┌──

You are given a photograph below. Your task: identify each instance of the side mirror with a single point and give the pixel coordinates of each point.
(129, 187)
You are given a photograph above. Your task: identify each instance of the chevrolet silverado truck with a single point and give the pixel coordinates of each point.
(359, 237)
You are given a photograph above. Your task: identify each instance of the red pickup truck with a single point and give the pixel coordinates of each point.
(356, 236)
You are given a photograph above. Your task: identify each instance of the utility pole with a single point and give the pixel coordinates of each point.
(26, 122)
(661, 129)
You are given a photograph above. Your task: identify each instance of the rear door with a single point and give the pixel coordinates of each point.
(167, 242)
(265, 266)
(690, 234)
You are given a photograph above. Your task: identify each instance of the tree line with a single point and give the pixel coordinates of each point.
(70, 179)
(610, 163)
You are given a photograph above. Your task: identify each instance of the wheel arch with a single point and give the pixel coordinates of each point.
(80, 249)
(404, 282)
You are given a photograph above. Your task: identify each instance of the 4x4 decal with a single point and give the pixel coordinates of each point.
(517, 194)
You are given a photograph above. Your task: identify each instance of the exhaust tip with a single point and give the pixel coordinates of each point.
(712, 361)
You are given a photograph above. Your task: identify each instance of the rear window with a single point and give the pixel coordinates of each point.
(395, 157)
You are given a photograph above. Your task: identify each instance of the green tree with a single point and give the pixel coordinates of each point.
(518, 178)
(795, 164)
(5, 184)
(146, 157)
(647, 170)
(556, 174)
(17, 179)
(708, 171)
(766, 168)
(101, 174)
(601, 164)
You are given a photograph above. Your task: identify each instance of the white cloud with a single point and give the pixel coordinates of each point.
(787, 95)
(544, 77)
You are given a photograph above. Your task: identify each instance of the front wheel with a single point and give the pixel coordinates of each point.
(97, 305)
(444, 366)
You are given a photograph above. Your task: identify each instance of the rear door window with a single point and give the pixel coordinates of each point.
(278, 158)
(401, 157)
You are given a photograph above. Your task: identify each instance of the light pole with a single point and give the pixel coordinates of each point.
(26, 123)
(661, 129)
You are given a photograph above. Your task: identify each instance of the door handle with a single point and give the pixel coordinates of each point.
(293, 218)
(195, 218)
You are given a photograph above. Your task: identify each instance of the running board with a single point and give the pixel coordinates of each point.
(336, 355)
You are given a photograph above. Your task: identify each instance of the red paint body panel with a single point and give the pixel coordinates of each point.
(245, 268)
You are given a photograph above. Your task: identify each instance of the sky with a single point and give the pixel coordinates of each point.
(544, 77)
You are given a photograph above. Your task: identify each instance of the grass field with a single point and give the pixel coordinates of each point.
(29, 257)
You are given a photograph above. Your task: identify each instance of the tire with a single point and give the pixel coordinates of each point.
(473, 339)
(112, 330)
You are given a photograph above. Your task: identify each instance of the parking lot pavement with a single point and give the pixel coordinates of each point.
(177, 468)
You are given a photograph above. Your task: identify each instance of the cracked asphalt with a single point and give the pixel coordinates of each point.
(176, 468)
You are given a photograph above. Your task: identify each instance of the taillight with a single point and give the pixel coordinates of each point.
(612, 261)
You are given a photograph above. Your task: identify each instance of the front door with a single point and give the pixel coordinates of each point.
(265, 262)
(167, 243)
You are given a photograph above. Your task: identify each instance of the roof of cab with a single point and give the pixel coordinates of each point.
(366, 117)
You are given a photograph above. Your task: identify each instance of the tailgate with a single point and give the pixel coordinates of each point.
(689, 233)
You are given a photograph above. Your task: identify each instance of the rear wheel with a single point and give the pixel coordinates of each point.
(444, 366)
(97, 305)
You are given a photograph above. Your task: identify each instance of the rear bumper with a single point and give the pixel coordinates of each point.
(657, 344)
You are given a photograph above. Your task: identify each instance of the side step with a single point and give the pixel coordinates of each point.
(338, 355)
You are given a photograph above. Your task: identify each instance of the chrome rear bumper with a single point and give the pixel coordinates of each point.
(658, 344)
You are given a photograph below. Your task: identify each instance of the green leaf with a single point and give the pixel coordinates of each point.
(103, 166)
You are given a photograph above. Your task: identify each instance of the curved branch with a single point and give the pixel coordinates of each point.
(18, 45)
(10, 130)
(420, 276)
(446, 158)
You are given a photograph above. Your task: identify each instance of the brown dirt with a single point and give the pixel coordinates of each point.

└──

REQUIREMENT =>
Give back the whole listing above. Keep every character the same.

EXERCISE SOLUTION =>
You are given a photograph below. Your task: identify each instance of the side mirror with a single point and give the pixel coordinates of each point.
(129, 187)
You are given a photograph above. Your task: identify each instance of the chevrolet silverado truck with a single point and give the pixel coordinates of each point.
(359, 237)
You are given a photograph above. Your task: identify each instance of the red pickup truck with a single point and give the pixel coordinates of each point.
(356, 236)
You are given a photograph above. Your task: identify each instance of the utility pole with a single point and give the pixel coordinates of each point.
(26, 122)
(661, 129)
You are given a photograph above. Your task: identify each instance of the rear door with a single point and give the pixel coordinates of each point.
(167, 242)
(265, 266)
(690, 234)
You are given a photograph above. Your task: identify each instance of the tree line with a single point and give the pixel coordinates of each point.
(70, 179)
(610, 163)
You are given a photograph above. Your task: identify each instance of the wheel arch with a single point and give the pixel coordinates of each point.
(80, 249)
(404, 282)
You are given a photograph above. Your task: identify each instance of the 4x4 decal with a single point and give the pixel coordinates of each point.
(517, 194)
You are given a photograph above. Your task: identify each instance of the exhaust tip with a single point and give the pixel coordinates of each point.
(712, 361)
You are given a photograph above. Your task: identify each instance of the rear window with a single point and give the pixel coordinates of each point.
(395, 157)
You are given a photograph above. Your task: identify each instance of the green tree with a single point and give the pixel coordinates of each point.
(518, 178)
(795, 164)
(5, 184)
(146, 157)
(647, 170)
(556, 174)
(17, 179)
(708, 171)
(766, 168)
(101, 174)
(601, 164)
You are given a photograph above. Your task: identify each instance of the white cloud with a single point and give the pixel coordinates of each point.
(787, 95)
(544, 77)
You are given a photograph above. Your task: identify each instance of the front wheel with a single point and give the pixel coordinates of each point.
(97, 305)
(444, 366)
You are given a photograph above. Your task: identify each instance of the rear door window with a single point and give the pixel coordinates of each point.
(278, 158)
(401, 157)
You are given a photograph above. Your task: identify each instance of the light pole with a single point and give the pixel coordinates of each point.
(26, 123)
(661, 129)
You are given a photograph above. Your task: identify each instance of the door handle with a single point and give the pixel coordinates of each point.
(293, 218)
(195, 218)
You are given a photograph above. Your task: identify each instance of the running board with a single point and give the pixel coordinates of each point.
(336, 355)
You are given a photograph above. Your task: identify each instance of the red paint body panel with a single point and give the pixel coordinates of each point.
(245, 268)
You are given a photograph above. Your task: identify each instance of the sky with a single point and give the pixel coordinates of each point.
(544, 77)
You are given a photograph above. Your task: identify each instance of the grass field with a single point and give the pixel coordinates of each point.
(29, 257)
You are given a photograph above. Your task: identify each instance of the tire with a single point and give the pixel coordinates of each point.
(473, 339)
(112, 330)
You are given a photograph above. Your task: identify each instance of the parking lot pavement with a single point and give the pixel coordinates of each point.
(177, 468)
You are given a photograph above. Your task: identify each instance of the cracked asphalt with a single point and give the pixel coordinates of each point.
(176, 468)
You are given a photograph above. Your task: identify each instance of the taillight with a single point and give the pixel coordinates of each point.
(612, 261)
You are given a photograph above. Your task: identify each instance of the front door with a single point and give the pixel coordinates of each point.
(265, 262)
(167, 243)
You are given a photograph above. Your task: identify each instance of the roof of cab with a single point and give the pixel coordinates of each point.
(366, 117)
You are given a photograph above. Your task: identify each instance of the tailgate with a single point and give the pixel coordinates of each point.
(689, 233)
You are given a photograph above. Your task: identify each instance of the rear wheel with a single point and give the pixel coordinates of each point.
(444, 366)
(97, 305)
You are given a photograph above. Your task: identify each instance of the rear bumper with a single point and give the pixel coordinates of each point.
(657, 344)
You are given a photograph above. Your task: identify each instance of the side step with a single point and give the pixel coordinates of each point.
(338, 355)
You are given a photograph above. Your task: identify each instance of the chrome rear bumper with a single point and give the pixel coordinates of each point.
(658, 344)
You are given a photograph below. Your task: identify each instance of the green leaf with a single point and give the pixel coordinates of each point.
(103, 166)
You are given a photograph above. Your task: identify each instance of the curved branch with a single point and give the pixel coordinates of each point.
(18, 45)
(10, 130)
(420, 276)
(446, 158)
You are given a photograph above. Your task: identify each instance of the brown dirt with a single point and give the pixel coordinates of each point.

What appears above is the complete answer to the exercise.